## YOUR ASSIGNMENT
The reply has to contain each record exactly as written.

════════════════

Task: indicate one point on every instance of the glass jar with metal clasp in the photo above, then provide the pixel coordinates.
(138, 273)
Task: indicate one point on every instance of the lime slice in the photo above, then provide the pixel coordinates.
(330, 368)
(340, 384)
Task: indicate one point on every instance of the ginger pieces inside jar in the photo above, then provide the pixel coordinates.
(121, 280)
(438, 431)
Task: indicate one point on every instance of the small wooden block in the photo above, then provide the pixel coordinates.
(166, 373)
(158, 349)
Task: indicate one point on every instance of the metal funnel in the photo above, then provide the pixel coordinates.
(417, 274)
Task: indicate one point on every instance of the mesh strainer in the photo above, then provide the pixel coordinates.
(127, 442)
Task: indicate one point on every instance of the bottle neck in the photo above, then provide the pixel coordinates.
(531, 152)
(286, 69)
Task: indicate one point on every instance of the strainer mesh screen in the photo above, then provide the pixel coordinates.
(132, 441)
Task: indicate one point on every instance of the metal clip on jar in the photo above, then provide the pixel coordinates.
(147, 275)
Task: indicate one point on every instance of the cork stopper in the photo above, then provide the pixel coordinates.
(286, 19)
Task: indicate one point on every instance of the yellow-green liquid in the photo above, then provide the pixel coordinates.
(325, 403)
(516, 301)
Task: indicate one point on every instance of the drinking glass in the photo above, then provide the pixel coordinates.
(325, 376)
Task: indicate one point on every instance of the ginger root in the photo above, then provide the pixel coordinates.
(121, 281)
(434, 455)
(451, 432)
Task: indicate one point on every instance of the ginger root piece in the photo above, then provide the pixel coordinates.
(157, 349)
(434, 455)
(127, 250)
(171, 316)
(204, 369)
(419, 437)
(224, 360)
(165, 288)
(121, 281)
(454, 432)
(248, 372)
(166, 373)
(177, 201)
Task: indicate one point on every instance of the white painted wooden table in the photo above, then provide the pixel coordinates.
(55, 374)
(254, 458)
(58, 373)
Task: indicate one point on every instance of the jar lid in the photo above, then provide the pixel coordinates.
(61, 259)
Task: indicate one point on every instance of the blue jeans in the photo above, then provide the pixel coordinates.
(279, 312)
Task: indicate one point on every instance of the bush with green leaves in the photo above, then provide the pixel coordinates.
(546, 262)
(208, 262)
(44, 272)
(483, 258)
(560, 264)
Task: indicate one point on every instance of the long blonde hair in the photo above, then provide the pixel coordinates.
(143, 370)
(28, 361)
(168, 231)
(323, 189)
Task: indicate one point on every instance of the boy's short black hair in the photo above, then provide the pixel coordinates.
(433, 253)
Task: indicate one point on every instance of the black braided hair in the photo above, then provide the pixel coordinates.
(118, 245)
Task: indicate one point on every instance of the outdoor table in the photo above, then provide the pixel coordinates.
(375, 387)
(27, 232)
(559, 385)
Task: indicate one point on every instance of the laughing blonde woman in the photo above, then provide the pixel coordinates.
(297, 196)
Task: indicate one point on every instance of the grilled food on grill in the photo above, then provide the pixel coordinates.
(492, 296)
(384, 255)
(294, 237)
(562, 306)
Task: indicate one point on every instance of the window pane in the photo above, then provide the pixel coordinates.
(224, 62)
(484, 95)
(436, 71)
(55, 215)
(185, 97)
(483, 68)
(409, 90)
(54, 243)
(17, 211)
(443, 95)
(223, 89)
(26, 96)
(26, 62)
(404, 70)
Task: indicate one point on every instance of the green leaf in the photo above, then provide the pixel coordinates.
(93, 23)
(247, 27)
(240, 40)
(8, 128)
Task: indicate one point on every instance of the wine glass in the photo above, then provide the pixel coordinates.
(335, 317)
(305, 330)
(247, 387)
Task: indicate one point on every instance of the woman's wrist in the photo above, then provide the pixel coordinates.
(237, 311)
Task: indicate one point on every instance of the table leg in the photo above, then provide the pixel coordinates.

════════════════

## FINISHED TASK
Task: indicate one point on every instance of the glass jar with metal clasp in the photo above, then provide the pixel coordinates.
(138, 273)
Task: indicate one point on every instance of the lime slice in the photo above, then provide the pixel coordinates.
(330, 368)
(340, 384)
Task: indicate one point on every instance of the ginger pieces inside jar in the photo above, then provide the pixel coordinates.
(121, 280)
(438, 431)
Task: indicate one point on every instance of the small wooden block in the photo above, then provide the pixel coordinates.
(166, 373)
(158, 349)
Task: indicate one point on every instance of the metal funnel in the photo above, then provide the pixel coordinates.
(417, 274)
Task: indicate one point on every instance of the mesh strainer in the photo above, then provide the pixel coordinates.
(127, 442)
Task: indicate one point on every instance of the bottle neck in the photo above, then provide the pixel coordinates.
(531, 152)
(286, 69)
Task: indicate one point on every instance of the strainer mesh screen in the photo above, then provide the pixel coordinates.
(132, 441)
Task: indicate one point on every instance of the metal clip on jar in the photo above, then provide the pixel coordinates.
(147, 275)
Task: indicate one point on every instance of the cork stopper in the photo above, then provide the pixel coordinates.
(286, 19)
Task: indicate one point on every instance of the yellow-green liquid in the photo above, then provide the pixel coordinates.
(325, 403)
(516, 301)
Task: indicate one point on every instance of the drinking glass in the photo above, then provide the pixel coordinates.
(325, 376)
Task: indicate one point on every instance of the ginger root in the photo above, then provide the pixel coordinates.
(121, 281)
(434, 455)
(451, 432)
Task: indicate one point on every instance of the ginger root piece in the photo above, then provide the pixel coordinates.
(157, 349)
(434, 455)
(127, 250)
(171, 316)
(204, 369)
(419, 437)
(224, 360)
(165, 288)
(121, 281)
(454, 432)
(248, 372)
(166, 373)
(177, 201)
Task: indicate one point on every instance of the white painted wooden table in the photo above, then provide the pixel coordinates.
(55, 374)
(254, 458)
(58, 373)
Task: indicate one point on every instance of the jar lid in the photo above, then provide the pixel coordinates.
(61, 259)
Task: indicate one point on every instance of the blue jeans in the photo above, then provide the pixel coordinates.
(279, 312)
Task: indicate one point on every instance of the bush with green leaves in the photo above, then provide the pixel coordinates.
(546, 262)
(208, 262)
(44, 272)
(483, 258)
(560, 264)
Task: indicate one point on every instance of the long blonde hair in the photo above, then provide the pixel coordinates.
(143, 370)
(28, 361)
(168, 231)
(323, 189)
Task: indicate one point on every instance of the boy's short black hair in the photo above, then provide the pixel coordinates.
(433, 253)
Task: indicate one point on every instance of the black braided hair in the photo above, then provide the pixel coordinates.
(118, 245)
Task: indicate one point on every instance of the outdoor table in the photo above, then provide the pixel coordinates.
(375, 387)
(27, 232)
(559, 385)
Task: indicate one point on every instance of the laughing blonde woman in the photo above, then provide the pixel coordinates.
(297, 196)
Task: indicate one point on every instance of the grilled food on grill in the photo above, then provide the pixel coordinates.
(492, 296)
(384, 255)
(294, 237)
(562, 306)
Task: indicate one point on every instance of the window pane in the photo above, then provide the pixel coordinates.
(224, 62)
(484, 95)
(436, 71)
(55, 215)
(185, 97)
(483, 68)
(409, 90)
(54, 243)
(17, 211)
(443, 95)
(223, 89)
(26, 96)
(26, 62)
(404, 70)
Task: indicate one point on every instance of the green leaf in the photo above, then provide the pixel coordinates.
(93, 23)
(247, 27)
(240, 40)
(8, 128)
Task: indicate one point on every instance of the wine glass in the photo above, then provide the pixel coordinates.
(335, 317)
(305, 330)
(247, 387)
Task: indicate one point on every instance of the woman's wrist in the photo above, then provide the pixel coordinates.
(237, 311)
Task: indicate one point on every instance of the table leg in the photo above, then provide the pixel coordinates.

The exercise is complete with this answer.